Exercise goal —
Tally the lines in the entries below that contain the word "side", and give only the resulting number.

Information supplied —
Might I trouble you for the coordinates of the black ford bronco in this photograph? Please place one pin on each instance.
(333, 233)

...

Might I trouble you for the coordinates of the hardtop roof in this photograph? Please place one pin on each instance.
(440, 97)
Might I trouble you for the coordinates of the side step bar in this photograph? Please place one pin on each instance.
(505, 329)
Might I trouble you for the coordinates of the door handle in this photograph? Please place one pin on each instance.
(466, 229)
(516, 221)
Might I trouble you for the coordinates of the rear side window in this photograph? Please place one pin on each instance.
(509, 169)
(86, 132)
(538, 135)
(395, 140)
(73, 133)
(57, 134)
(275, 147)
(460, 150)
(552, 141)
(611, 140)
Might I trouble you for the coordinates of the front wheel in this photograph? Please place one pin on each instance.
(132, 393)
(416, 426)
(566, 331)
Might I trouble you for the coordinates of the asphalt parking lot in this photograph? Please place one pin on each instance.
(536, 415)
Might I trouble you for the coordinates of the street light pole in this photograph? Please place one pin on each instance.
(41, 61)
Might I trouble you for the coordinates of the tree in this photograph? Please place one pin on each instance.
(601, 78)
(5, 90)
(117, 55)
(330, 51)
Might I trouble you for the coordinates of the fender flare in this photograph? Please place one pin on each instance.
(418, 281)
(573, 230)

Worked answer —
2